Op-ed | Questionable Village Farms Messaging about School Closures

As a Davis parent, I’m really uncomfortable with how Measure V (Village Farms) is being pitched in parent spaces.

We keep hearing: “We have to pass this or schools will close.” But:

– This is not a near‑term “save our schools” fix. Village Farms wouldn’t be built out and occupied until around 2035 at the earliest because they have to move roughly a million cubic yards of dirt to fill in a floodplain. Most of our kids won’t even be in the school district at that point. DJUSD is selling it as an answer to closures that are happening now, long before any of those homes exist. The idea that this would “save” Birch Lane and/or Patwin is unconvincing.

– Even the Davis Enterprise has published an article recently titled, “This won’t keep schools open,” saying the supposed enrollment bump from Village Farms is being oversold and that the schools issue should be handled separately.

– A Planning Commissioner has laid out his NO votes on Village Farms — this isn’t just a handful of NIMBYs; people inside the process have serious concerns.

– The project itself is 1,800 units with a product mix heavy on “small homes,” townhomes, and higher‑end units, not a ton of true, family‑sized, actually affordable 3–4 bedroom homes that would bring and keep middle‑class families here. On top of that, we’re talking major traffic, toxics, floodplain issues and big infrastructure bills.

▶ Task description: Extend the op-ed on Measure V and school closures, picking up after its point about the housing mix, traffic, and infrastructure costs.

▶ Data segment:
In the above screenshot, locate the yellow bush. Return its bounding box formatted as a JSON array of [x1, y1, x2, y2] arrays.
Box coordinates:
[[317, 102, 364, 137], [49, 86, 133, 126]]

▶ Response to this task:
– The developer is not responsible for building the affordable housing units — except possibly 100 affordable units in the last phase, in 10+ years, and only if the City doesn’t first build affordable units.

– The No on V flyer lays out what this really is: a huge 1,800‑unit subdivision in a FEMA flood hazard zone, with toxic contamination questions, massive traffic impacts, and big infrastructure costs the city (and ultimately taxpayers) will be stuck with.

So to me, Measure V is not a realistic, near‑term solution for keeping schools open. It’s a risky, developer‑driven project that’s being wrapped in “for the kids” branding to get parents to look past the fine print. I am hoping that Davis parents are analytical enough to detect the misleading claims in the “save the kids” branding, and not respond emotionally to the manipulative marketing.